Stored records
· · ·
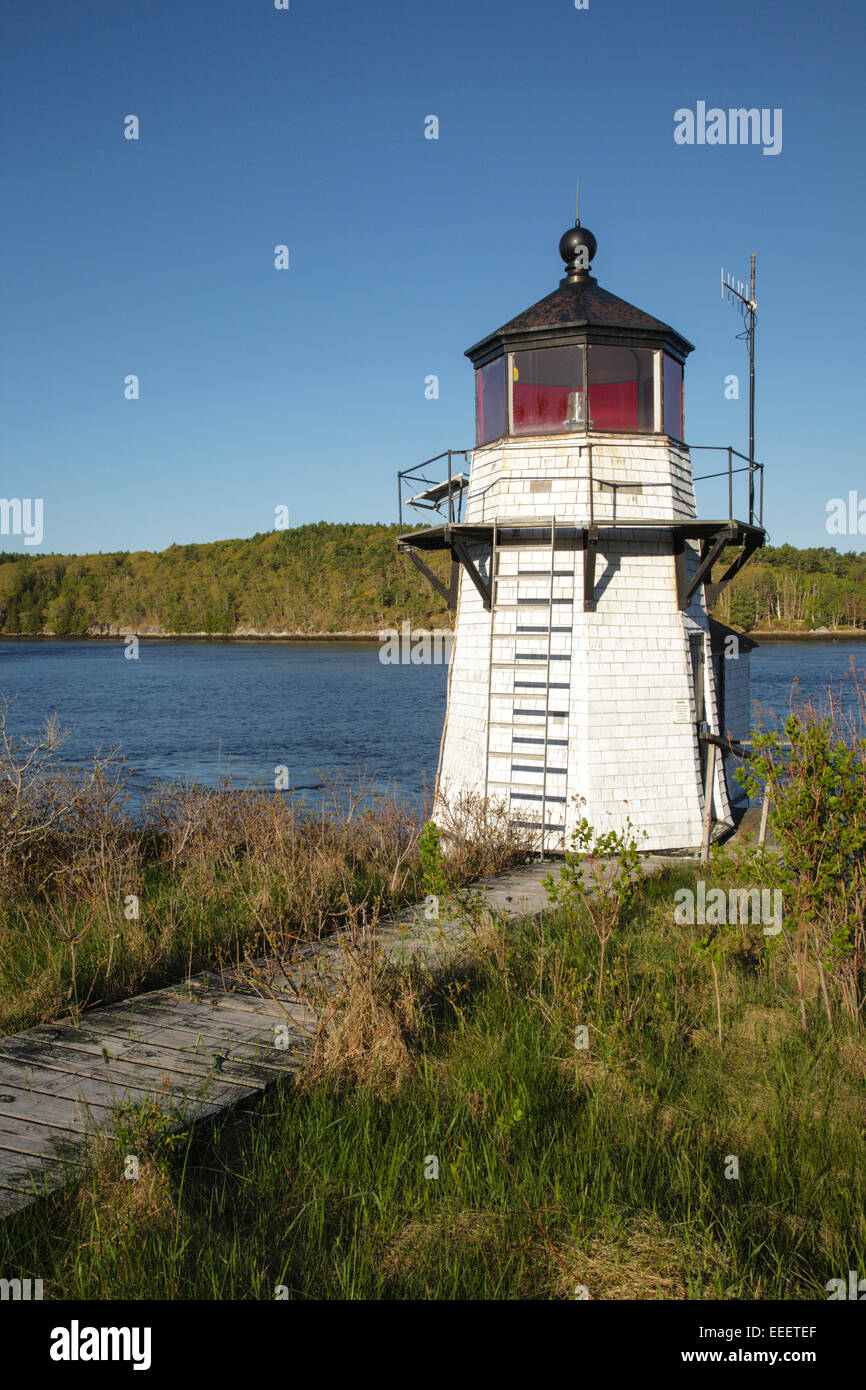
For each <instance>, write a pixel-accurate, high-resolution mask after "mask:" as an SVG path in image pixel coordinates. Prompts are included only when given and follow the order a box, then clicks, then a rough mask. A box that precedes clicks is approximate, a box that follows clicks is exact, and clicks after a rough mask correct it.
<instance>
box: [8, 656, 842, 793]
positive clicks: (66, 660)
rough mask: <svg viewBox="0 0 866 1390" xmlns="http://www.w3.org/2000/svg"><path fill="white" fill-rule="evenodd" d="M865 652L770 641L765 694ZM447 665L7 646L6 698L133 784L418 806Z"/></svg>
mask: <svg viewBox="0 0 866 1390" xmlns="http://www.w3.org/2000/svg"><path fill="white" fill-rule="evenodd" d="M852 655H853V656H855V659H856V663H858V664H859V666H860V667H865V666H866V642H844V641H838V642H833V641H831V642H810V644H809V645H806V644H802V642H767V644H765V645H762V646H759V648H758V651H755V652H752V696H753V698H755V699H758V701H759V702H760V705H763V706H765V708H766V709H773V710H774V713H776V716H777V717H778V719H783V717H784V714H785V713H787V710H788V708H790V696H791V687H792V682H794V680H795V677H799V692H801V696H803V695H812V696H819V695H820V694H822V691H823V689H824V688H826V687H827V684H828V682H831V681H833V682H834V684H838V682H840V681H842V680H844V677H845V673H847V671H848V667H849V657H851V656H852ZM446 677H448V669H446V667H445V666H384V664H382V663H381V662H379V659H378V646H377V645H373V644H364V642H193V641H190V642H182V641H170V642H160V641H153V642H149V641H143V642H142V644H140V652H139V659H138V660H128V659H126V657H125V656H124V645H122V642H120V641H117V642H86V641H36V642H33V641H29V642H28V641H3V642H0V691H3V692H4V694H6V695H18V696H19V699H18V702H17V703H15V706H14V708H13V713H11V716H10V726H11V728H13V730H14V731H17V733H24V734H31V735H32V734H35V733H36V731H38V727H39V726H40V723H42V721H43V720H44V717H46V716H47V714H49V713H51V712H57V714H58V719H60V723H61V726H63V727H67V728H71V730H72V734H71V737H70V741H68V742H67V745H65V748H64V759H65V760H67V762H78V760H81V762H86V760H88V759H89V756H90V755H92V752H93V749H95V748H96V746H99V745H101V748H103V749H108V748H115V746H120V748H121V749H122V752H124V753H125V756H126V763H128V766H132V769H133V777H132V785H133V787H139V788H146V787H152V785H154V784H156V783H160V781H172V780H188V781H193V780H195V781H199V783H204V784H209V785H214V784H215V783H217V781H218V778H220V776H222V777H225V776H227V774H231V780H232V785H235V787H245V785H249V784H250V783H257V781H259V783H263V784H265V785H268V787H272V785H274V769H275V767H277V766H278V765H282V766H285V767H288V774H289V784H291V785H292V787H293V788H309V787H314V785H316V784H317V783H320V781H321V778H322V776H324V777H329V776H332V774H335V773H336V771H338V770H339V769H342V770H343V771H349V773H356V771H357V770H359V769H363V767H366V769H367V770H368V771H370V773H375V774H377V777H378V780H379V781H386V783H391V784H393V785H395V787H398V788H399V790H400V791H402V792H403V794H405V795H407V796H411V798H414V796H417V795H418V794H420V792H421V790H423V787H424V783H425V781H427V783H428V784H432V781H434V778H435V771H436V760H438V753H439V737H441V733H442V721H443V717H445V698H446Z"/></svg>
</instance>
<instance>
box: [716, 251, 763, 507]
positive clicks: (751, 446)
mask: <svg viewBox="0 0 866 1390" xmlns="http://www.w3.org/2000/svg"><path fill="white" fill-rule="evenodd" d="M749 265H751V271H749V291H748V297H746V293H745V285H744V284H742V281H735V279H734V277H733V275H726V272H724V265H723V267H721V297H723V299H724V297H726V296H727V302H728V304H733V303H737V307H738V309H740V311H741V314H742V317H744V321H745V334H738V335H737V336H738V338H745V341H746V342H748V345H749V524H751V523H752V520H753V516H755V324H756V321H758V303H756V300H755V254H752V256H749Z"/></svg>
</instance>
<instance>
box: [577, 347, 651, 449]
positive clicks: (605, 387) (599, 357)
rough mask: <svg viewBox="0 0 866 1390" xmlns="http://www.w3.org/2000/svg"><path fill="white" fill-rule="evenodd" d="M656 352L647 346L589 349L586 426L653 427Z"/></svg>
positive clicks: (612, 347) (615, 427)
mask: <svg viewBox="0 0 866 1390" xmlns="http://www.w3.org/2000/svg"><path fill="white" fill-rule="evenodd" d="M653 359H655V354H653V352H652V350H651V349H649V347H589V428H591V430H613V431H623V434H638V432H644V431H651V430H653V428H655V385H653V366H655V361H653Z"/></svg>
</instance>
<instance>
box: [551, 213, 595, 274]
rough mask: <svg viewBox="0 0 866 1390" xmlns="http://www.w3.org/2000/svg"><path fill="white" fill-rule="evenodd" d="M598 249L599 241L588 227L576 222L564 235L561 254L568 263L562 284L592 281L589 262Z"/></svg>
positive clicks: (593, 255) (561, 250)
mask: <svg viewBox="0 0 866 1390" xmlns="http://www.w3.org/2000/svg"><path fill="white" fill-rule="evenodd" d="M596 250H598V242H596V239H595V236H594V235H592V232H591V231H588V228H585V227H581V225H580V222H575V224H574V227H570V228H569V231H567V232H566V234H564V235H563V236H562V239H560V242H559V254H560V256H562V259H563V260H564V263H566V277H564V279H562V281H560V285H575V284H580V282H581V281H591V279H592V275H591V274H589V263H591V260H592V257H594V256H595V253H596Z"/></svg>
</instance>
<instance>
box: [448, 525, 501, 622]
mask: <svg viewBox="0 0 866 1390" xmlns="http://www.w3.org/2000/svg"><path fill="white" fill-rule="evenodd" d="M450 552H452V555H455V556H456V557H457V559H459V560H460V564H463V566H464V569H466V573H467V574H468V577H470V580H471V581H473V584H474V585H475V588H477V589H478V594H480V595H481V602H482V603H484V606H485V609H487V612H488V613H489V610H491V585H489V582H487V580H484V577H482V575H481V573H480V570H478V566H477V564H475V562H474V560H473V557H471V555H470V553H468V549H467V546H466V542H464V541H461V539H460V537H457V535H452V539H450Z"/></svg>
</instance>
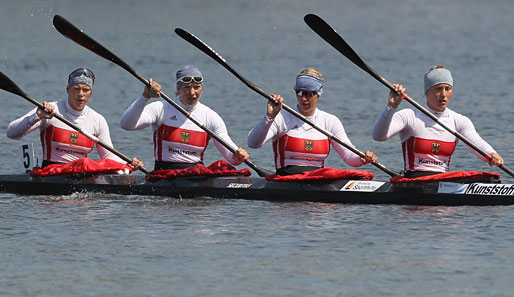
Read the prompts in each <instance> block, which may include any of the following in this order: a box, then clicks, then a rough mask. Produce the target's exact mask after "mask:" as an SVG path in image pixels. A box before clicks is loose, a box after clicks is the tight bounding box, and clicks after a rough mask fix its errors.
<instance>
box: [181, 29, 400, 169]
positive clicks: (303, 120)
mask: <svg viewBox="0 0 514 297" xmlns="http://www.w3.org/2000/svg"><path fill="white" fill-rule="evenodd" d="M175 33H177V35H179V36H180V37H182V38H183V39H185V40H186V41H187V42H189V43H191V44H192V45H194V46H195V47H196V48H198V49H199V50H201V51H202V52H204V53H205V54H207V55H208V56H209V57H211V58H213V59H214V60H215V61H216V62H218V63H219V64H221V65H222V66H223V67H225V68H226V69H227V70H228V71H229V72H230V73H232V74H234V75H235V76H236V77H237V78H238V79H239V80H241V81H242V82H243V83H244V84H245V85H246V86H248V87H249V88H250V89H252V90H254V91H255V92H257V93H258V94H260V95H261V96H263V97H264V98H266V99H268V100H269V101H272V102H274V101H273V97H272V96H271V95H270V94H268V93H266V92H265V91H263V90H262V89H261V88H259V87H258V86H256V85H255V84H253V83H251V82H250V81H249V80H247V79H246V78H244V77H243V76H242V75H241V74H239V73H238V72H237V71H236V70H234V68H232V67H231V66H230V65H229V64H228V63H227V61H226V60H225V59H224V58H223V57H222V56H221V55H220V54H218V53H217V52H216V51H214V49H212V48H211V47H210V46H209V45H207V44H206V43H205V42H203V41H202V40H201V39H200V38H198V37H196V36H195V35H193V34H191V33H189V32H187V31H185V30H183V29H181V28H176V29H175ZM282 107H283V108H284V109H285V110H286V111H287V112H289V113H291V114H292V115H294V116H295V117H297V118H299V119H301V120H302V121H304V122H306V123H307V124H309V125H310V126H312V127H313V128H314V129H316V130H318V131H319V132H321V133H323V134H324V135H325V136H327V137H328V138H329V139H332V140H334V141H335V142H337V143H339V144H340V145H342V146H344V147H345V148H347V149H349V150H350V151H352V152H353V153H355V154H356V155H358V156H359V157H361V158H365V157H366V155H365V154H364V153H363V152H361V151H359V150H358V149H356V148H355V147H353V146H351V145H349V144H347V143H345V142H344V141H342V140H341V139H339V138H337V137H335V135H333V134H332V133H330V132H329V131H327V130H325V129H323V128H321V127H319V126H318V125H316V124H315V123H314V122H313V121H311V120H309V119H307V118H306V117H305V116H303V115H302V114H300V113H298V112H297V111H296V110H294V109H292V108H291V107H289V106H287V105H286V104H282ZM372 164H373V165H375V166H376V167H377V168H379V169H380V170H382V171H384V172H385V173H387V174H389V175H390V176H398V175H399V174H398V173H397V172H394V171H393V170H391V169H389V168H387V167H385V166H384V165H382V164H380V163H378V162H375V163H372Z"/></svg>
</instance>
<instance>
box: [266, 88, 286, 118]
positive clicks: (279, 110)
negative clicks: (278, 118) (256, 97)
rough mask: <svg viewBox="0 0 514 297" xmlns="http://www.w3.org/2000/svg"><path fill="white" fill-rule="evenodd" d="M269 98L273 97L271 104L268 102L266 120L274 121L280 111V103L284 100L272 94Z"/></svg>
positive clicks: (281, 105) (281, 108) (278, 95)
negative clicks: (266, 117) (267, 118)
mask: <svg viewBox="0 0 514 297" xmlns="http://www.w3.org/2000/svg"><path fill="white" fill-rule="evenodd" d="M271 97H273V102H272V101H271V100H268V110H267V112H266V116H268V119H274V118H275V117H276V116H277V114H278V113H279V112H280V110H281V109H282V102H283V101H284V98H282V96H280V95H276V94H272V95H271Z"/></svg>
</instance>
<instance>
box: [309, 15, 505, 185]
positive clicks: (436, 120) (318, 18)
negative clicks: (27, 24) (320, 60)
mask: <svg viewBox="0 0 514 297" xmlns="http://www.w3.org/2000/svg"><path fill="white" fill-rule="evenodd" d="M304 21H305V23H306V24H307V25H308V26H309V27H310V28H311V29H312V30H313V31H314V32H316V33H317V34H318V35H319V36H320V37H321V38H323V39H324V40H325V41H326V42H327V43H328V44H330V45H331V46H333V47H334V48H335V49H336V50H337V51H339V52H340V53H341V54H343V55H344V56H345V57H346V58H348V59H349V60H350V61H352V62H353V63H354V64H355V65H357V66H359V67H360V68H361V69H362V70H364V71H366V72H367V73H368V74H370V75H371V76H372V77H374V78H375V79H376V80H378V81H379V82H381V83H382V84H383V85H384V86H386V87H387V88H389V89H390V90H392V91H396V90H395V89H394V86H393V84H391V83H390V82H389V81H387V80H386V79H385V78H384V77H382V76H381V75H379V74H378V73H377V72H376V71H375V70H374V69H373V68H371V67H370V66H369V65H368V64H367V63H366V62H364V61H363V60H362V58H361V57H359V55H358V54H357V53H356V52H355V51H354V50H353V49H352V48H351V47H350V45H349V44H348V43H346V41H344V39H343V38H342V37H341V35H339V33H337V32H336V31H335V30H334V29H332V27H330V25H329V24H327V23H326V22H325V21H324V20H323V19H322V18H320V17H319V16H317V15H314V14H307V15H306V16H305V17H304ZM403 99H405V100H407V102H409V103H410V104H412V105H413V106H414V107H415V108H417V109H418V110H420V111H421V112H422V113H424V114H425V115H427V116H428V117H429V118H431V119H432V120H433V121H434V122H436V123H437V124H439V125H440V126H441V127H443V128H444V129H446V130H447V131H448V132H450V133H451V134H453V135H455V137H457V138H458V139H460V140H462V141H463V142H464V143H465V144H467V145H468V146H469V147H471V148H472V149H474V150H475V151H477V152H478V153H479V154H481V155H482V156H484V157H485V158H487V159H489V160H491V158H492V157H491V155H490V154H488V153H486V152H485V151H484V150H482V149H481V148H479V147H478V146H476V145H475V144H474V143H472V142H471V141H470V140H469V139H467V138H466V137H465V136H463V135H462V134H460V133H459V132H457V131H455V130H454V129H452V128H450V127H448V126H447V125H446V124H445V123H443V122H441V121H439V119H438V118H437V117H436V116H435V115H434V114H433V113H431V112H430V111H429V110H428V109H426V108H425V107H423V106H422V105H420V104H419V103H418V102H416V101H415V100H414V99H412V98H410V97H409V96H408V95H407V94H404V96H403ZM498 167H500V168H501V169H502V170H503V171H505V172H507V173H508V174H509V175H510V176H512V177H514V171H512V170H511V169H510V168H508V167H507V166H506V165H499V166H498Z"/></svg>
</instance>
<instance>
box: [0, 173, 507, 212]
mask: <svg viewBox="0 0 514 297" xmlns="http://www.w3.org/2000/svg"><path fill="white" fill-rule="evenodd" d="M0 192H4V193H13V194H19V195H70V194H73V193H77V192H79V193H80V192H88V193H105V194H118V195H140V196H165V197H171V198H178V199H193V198H197V197H212V198H218V199H248V200H266V201H288V202H294V201H308V202H322V203H351V204H400V205H448V206H458V205H512V204H514V184H502V183H478V182H477V183H460V182H441V181H430V182H416V183H391V182H389V181H374V180H333V181H288V182H281V181H269V180H266V179H265V178H262V177H248V176H227V177H185V178H175V179H162V180H158V181H155V182H151V181H148V180H147V179H146V177H145V176H144V175H136V174H134V175H123V174H78V175H59V176H47V177H31V176H30V175H28V174H20V175H0Z"/></svg>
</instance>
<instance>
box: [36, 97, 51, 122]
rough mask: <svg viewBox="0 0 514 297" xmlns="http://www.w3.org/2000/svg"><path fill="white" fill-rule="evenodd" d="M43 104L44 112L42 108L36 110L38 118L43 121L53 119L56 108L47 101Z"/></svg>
mask: <svg viewBox="0 0 514 297" xmlns="http://www.w3.org/2000/svg"><path fill="white" fill-rule="evenodd" d="M42 104H43V106H44V107H45V109H44V110H43V109H41V108H38V109H37V110H36V115H37V116H38V118H40V119H41V120H43V119H51V118H53V117H54V115H55V111H54V109H55V106H53V105H52V104H50V103H48V102H46V101H44V102H43V103H42Z"/></svg>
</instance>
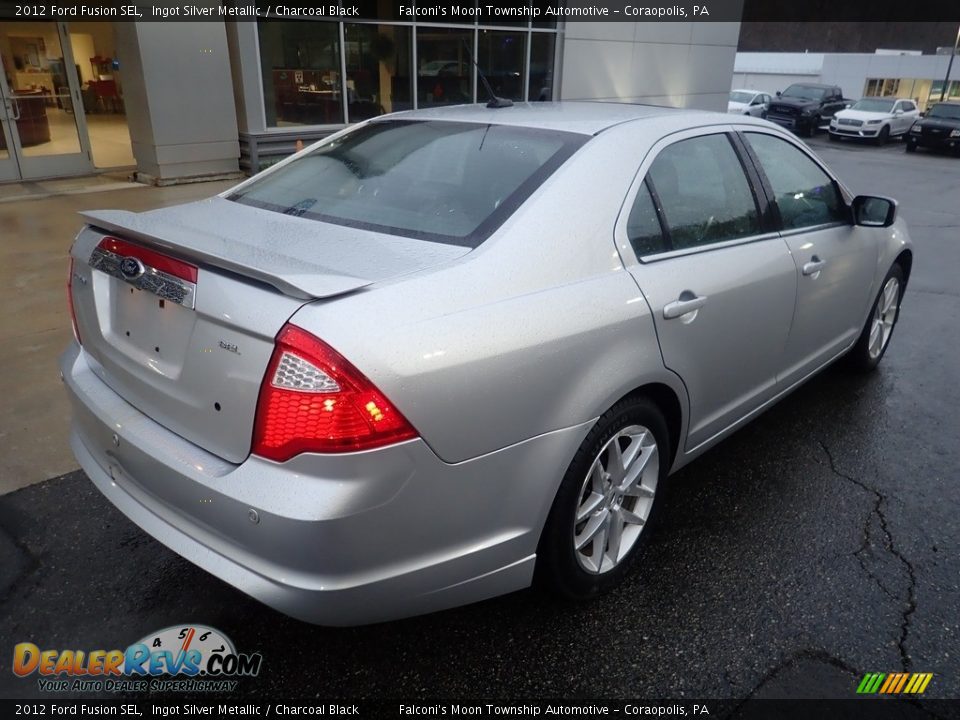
· · ·
EXERCISE =>
Copy the entries above from their beginning through the line containing "652L770 641L765 694ZM447", including that line. Leave out any pictures.

OUTPUT FOR THIS TASK =>
For each <instance>, write a pixel-accurate, high-resolution mask after "mask:" as an SVG path in image pixel coordinates. Prompts are included only when given and follow the order a box, then clicks, then a rough mask. A box that precedes clicks is approximate, a box that follows clicks is exact, and clicks after a rough mask correct it.
<instance>
box: [8, 656, 842, 793]
positive clicks: (66, 660)
rough mask: <svg viewBox="0 0 866 1390" xmlns="http://www.w3.org/2000/svg"><path fill="white" fill-rule="evenodd" d="M865 652L770 641L765 694ZM447 665L7 646L6 698L133 784L418 806Z"/></svg>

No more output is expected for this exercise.